**Problem to work on**
Nothing should appear in the answer except the lines from the one containing "drop a dot in" through the end of the listing, repeated exactly.

**Source material**
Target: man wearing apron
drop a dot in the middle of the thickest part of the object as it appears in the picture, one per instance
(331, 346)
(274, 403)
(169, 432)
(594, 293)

**Answer for the task**
drop a dot in the middle of the thickest part of the object as it appears in the picture, one per instance
(331, 346)
(274, 403)
(169, 432)
(594, 293)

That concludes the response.